--- Exercises to complete ---
(a) List the section headings that end in a colon in the shoulder pain case report, in the order they appear.
(b) Write a continuation of the shoulder pain case report that picks up after its final sentence.

══ Reading passage

Shoulder Pain: Fat Or Fiction? - Page #4
 

Working Diagnosis:
Intramuscular Brachialis Lipoma

Treatment:
Patient was seen in surgery and opted for conservative therapy. He did not want a biopsy.
If size increases or pain worsens, he will undergo biopsy.
Physical therapy for his shoulder helped improve strength and decrease pain.

Outcome:
Strength is near normal.
Pain is now resolved.

Author's Comments:
He is currently able to do all activities, including fly fishing.

Editor's Comments:
Lipomas occur in about 1% of the population and are usually benign, depending on the location. If a fatty tumor is located in the retroperitoneum or is intramuscular, it should be considered to be a potential liposarcoma until proven otherwise. Liposarcomas are malignant tumors that arise from adipocytes. They may recur locally and have potential to metastasize.

════
══ Input data

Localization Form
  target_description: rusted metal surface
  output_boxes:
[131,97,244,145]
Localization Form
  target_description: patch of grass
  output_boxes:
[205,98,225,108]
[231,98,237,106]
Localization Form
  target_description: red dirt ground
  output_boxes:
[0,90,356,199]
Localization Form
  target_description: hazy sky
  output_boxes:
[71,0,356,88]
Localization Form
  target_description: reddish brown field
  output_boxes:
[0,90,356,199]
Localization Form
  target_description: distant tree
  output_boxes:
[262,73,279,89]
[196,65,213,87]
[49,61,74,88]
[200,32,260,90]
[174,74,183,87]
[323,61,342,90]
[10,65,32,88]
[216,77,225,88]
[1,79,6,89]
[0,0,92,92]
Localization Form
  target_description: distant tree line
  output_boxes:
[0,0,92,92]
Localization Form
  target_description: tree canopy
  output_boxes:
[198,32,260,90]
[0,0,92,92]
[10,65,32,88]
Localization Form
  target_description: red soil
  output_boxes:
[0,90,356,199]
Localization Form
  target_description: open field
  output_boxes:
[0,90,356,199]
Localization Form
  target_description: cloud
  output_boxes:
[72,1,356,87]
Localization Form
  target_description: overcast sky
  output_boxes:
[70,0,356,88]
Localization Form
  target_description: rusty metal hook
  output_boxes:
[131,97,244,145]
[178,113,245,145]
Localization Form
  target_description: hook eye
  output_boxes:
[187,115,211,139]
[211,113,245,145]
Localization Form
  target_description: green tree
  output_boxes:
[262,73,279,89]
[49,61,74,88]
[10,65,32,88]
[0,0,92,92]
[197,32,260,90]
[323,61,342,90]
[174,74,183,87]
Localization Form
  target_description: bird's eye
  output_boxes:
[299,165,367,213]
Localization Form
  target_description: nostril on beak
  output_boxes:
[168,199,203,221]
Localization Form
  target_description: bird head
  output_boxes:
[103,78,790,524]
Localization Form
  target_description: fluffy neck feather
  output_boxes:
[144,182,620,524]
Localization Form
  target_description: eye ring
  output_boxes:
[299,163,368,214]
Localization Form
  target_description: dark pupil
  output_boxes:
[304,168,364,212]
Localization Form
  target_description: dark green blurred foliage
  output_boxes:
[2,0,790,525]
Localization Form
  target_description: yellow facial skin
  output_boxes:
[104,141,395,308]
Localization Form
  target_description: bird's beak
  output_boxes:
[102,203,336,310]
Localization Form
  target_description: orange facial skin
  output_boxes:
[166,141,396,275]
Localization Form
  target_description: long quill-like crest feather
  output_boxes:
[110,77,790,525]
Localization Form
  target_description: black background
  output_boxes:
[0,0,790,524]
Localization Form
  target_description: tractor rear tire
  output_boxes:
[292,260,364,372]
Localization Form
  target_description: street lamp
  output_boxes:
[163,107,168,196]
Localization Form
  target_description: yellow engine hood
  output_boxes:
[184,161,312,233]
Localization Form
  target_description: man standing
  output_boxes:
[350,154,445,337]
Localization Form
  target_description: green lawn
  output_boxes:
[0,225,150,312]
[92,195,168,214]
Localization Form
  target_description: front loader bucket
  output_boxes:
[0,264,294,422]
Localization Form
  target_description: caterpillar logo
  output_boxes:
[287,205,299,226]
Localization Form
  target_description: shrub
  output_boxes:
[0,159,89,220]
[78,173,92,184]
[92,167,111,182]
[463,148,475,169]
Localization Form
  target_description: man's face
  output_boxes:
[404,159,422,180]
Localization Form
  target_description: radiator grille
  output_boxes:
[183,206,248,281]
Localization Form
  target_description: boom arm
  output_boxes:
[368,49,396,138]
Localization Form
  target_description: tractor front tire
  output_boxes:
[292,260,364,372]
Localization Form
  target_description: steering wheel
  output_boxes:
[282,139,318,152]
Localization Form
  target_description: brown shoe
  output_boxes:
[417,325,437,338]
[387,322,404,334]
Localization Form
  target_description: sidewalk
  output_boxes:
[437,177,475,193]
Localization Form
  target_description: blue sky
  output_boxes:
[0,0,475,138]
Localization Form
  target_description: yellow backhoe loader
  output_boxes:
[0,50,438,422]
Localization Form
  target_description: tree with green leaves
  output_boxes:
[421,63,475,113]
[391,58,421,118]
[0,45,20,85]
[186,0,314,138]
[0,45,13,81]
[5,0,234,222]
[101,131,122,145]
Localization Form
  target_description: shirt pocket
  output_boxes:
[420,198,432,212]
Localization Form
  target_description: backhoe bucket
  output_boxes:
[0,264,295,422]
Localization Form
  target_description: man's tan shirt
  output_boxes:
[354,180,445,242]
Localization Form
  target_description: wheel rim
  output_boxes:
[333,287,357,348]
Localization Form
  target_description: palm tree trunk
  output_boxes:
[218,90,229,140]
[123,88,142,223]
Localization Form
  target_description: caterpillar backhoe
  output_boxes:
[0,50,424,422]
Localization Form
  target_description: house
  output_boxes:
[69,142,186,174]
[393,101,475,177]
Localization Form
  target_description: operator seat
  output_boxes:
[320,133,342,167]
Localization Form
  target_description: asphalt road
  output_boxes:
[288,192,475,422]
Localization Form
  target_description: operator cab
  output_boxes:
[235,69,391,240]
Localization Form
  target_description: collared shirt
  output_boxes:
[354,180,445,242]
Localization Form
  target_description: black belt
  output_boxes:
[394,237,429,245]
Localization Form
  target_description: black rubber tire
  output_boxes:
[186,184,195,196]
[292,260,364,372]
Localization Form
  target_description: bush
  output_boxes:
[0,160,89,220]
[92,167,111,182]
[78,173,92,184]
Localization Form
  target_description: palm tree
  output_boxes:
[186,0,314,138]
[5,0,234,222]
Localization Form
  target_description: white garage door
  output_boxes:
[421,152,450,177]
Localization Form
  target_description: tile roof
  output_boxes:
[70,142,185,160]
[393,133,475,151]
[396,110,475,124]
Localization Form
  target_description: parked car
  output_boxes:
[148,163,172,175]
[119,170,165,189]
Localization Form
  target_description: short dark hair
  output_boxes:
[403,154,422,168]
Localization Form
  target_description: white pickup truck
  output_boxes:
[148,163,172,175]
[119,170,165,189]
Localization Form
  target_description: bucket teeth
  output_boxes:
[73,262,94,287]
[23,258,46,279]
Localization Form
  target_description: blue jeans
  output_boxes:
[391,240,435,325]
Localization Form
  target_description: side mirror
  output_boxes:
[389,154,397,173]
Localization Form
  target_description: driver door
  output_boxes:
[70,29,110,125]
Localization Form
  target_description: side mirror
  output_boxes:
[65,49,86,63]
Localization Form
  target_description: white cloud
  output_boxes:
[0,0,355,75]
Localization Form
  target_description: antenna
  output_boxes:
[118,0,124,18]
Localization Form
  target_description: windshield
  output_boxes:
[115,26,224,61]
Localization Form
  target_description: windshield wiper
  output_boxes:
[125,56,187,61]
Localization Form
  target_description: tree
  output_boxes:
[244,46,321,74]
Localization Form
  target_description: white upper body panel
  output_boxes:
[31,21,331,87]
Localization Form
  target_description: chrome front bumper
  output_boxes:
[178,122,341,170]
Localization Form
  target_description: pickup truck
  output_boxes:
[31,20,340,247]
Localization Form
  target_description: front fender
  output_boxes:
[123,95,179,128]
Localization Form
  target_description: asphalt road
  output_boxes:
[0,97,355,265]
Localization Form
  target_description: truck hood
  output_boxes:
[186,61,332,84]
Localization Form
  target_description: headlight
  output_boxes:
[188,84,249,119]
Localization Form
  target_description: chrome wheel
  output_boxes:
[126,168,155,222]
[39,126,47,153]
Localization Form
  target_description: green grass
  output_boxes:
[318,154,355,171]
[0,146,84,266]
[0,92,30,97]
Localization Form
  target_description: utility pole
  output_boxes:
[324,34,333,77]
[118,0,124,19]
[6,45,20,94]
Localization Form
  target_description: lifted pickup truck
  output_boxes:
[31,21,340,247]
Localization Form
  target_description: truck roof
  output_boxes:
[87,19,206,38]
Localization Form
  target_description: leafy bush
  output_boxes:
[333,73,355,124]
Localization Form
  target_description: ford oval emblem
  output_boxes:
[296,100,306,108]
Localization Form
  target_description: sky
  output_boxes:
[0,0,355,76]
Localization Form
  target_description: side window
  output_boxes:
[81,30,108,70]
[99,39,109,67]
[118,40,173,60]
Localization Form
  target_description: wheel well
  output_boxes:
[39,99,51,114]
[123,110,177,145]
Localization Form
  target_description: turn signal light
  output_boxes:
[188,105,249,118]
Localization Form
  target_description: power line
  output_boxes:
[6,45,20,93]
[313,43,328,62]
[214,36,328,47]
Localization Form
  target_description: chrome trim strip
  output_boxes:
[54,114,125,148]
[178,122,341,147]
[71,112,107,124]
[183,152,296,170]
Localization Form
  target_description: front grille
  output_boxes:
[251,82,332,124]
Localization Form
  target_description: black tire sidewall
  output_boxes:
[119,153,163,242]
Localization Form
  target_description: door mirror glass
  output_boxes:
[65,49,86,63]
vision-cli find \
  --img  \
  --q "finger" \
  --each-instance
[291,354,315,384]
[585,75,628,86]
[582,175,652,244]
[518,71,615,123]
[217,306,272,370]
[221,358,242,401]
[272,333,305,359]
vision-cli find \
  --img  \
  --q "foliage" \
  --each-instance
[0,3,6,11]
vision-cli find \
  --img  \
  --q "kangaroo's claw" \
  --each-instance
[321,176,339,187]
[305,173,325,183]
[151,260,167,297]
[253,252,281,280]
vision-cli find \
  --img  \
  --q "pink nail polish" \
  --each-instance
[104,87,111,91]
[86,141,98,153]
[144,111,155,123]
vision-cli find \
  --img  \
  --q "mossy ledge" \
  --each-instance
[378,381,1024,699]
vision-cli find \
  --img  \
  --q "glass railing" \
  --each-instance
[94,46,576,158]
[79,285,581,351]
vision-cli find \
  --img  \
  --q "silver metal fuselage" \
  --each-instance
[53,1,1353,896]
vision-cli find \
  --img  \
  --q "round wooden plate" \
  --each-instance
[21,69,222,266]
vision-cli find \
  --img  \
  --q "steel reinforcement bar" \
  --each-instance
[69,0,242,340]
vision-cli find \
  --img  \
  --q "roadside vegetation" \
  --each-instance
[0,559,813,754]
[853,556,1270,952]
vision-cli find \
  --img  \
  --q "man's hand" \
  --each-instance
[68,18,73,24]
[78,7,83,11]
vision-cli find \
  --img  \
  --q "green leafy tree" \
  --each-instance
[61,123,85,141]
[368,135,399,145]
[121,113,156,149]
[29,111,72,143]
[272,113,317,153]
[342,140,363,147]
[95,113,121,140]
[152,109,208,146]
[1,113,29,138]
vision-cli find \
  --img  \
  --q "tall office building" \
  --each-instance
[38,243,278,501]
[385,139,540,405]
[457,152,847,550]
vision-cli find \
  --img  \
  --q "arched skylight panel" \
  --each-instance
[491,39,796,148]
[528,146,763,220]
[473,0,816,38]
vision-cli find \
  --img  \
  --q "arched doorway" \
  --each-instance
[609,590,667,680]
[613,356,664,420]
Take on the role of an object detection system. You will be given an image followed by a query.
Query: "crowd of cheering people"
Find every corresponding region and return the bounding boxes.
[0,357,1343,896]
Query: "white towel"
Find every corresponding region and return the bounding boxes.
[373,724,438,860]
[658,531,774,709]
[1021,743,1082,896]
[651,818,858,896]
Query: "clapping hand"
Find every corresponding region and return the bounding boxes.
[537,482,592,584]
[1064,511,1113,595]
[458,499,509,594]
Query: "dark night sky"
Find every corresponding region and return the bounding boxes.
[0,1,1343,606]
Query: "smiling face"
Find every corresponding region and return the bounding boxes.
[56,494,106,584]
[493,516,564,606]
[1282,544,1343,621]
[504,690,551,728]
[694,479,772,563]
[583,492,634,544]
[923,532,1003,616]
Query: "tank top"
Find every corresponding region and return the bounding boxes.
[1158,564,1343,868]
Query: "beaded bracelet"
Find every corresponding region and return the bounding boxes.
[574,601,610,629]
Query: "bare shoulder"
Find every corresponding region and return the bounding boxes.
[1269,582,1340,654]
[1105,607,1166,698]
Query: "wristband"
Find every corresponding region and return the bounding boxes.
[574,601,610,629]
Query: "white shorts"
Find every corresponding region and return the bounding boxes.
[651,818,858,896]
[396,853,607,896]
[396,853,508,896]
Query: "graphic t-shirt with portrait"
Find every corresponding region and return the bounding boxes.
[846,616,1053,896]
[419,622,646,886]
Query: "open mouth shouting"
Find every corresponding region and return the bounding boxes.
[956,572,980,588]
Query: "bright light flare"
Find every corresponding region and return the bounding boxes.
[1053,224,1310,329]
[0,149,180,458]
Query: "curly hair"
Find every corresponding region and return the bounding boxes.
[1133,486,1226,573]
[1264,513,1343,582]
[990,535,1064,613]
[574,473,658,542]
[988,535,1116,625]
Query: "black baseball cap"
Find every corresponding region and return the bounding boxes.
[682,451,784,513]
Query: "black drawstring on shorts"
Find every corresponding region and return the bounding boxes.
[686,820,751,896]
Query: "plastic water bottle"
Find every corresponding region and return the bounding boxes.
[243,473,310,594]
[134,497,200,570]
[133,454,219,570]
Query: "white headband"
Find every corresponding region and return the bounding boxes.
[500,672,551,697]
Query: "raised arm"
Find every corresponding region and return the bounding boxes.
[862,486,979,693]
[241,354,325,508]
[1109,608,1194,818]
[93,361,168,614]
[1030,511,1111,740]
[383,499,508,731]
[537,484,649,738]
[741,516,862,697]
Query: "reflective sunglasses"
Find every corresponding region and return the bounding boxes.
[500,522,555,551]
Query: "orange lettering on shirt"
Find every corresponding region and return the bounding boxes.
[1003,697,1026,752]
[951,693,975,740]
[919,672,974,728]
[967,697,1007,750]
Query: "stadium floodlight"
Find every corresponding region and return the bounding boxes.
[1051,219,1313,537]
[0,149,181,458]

════

--- Answer section ---
(a)
Working Diagnosis
Treatment
Outcome
Author's Comments
Editor's Comments

(b)
There is suggestion that trauma-related fat herniation through tissue planes creates so-called pseudolipomas. There is also a theory that trauma-induced cytokine release triggers pre-adipocyte differentiation and maturation. So far there is no definitive link between trauma and lipoma formation.

On clinical exam, intramuscular lipomas cause a diffuse, palpable swelling, which is more prominent when the related muscle is contracted. MRI does not allow an absolute, reliable distinction between a lipoma and a liposarcoma. This is why biopsy is suggested for a definitive diagnosis.

References:
Nickloes, T. Lipomas. Medscape. 3 Jun 2013. Editor: Geibel, J. Accessed on 9 Aug 2014.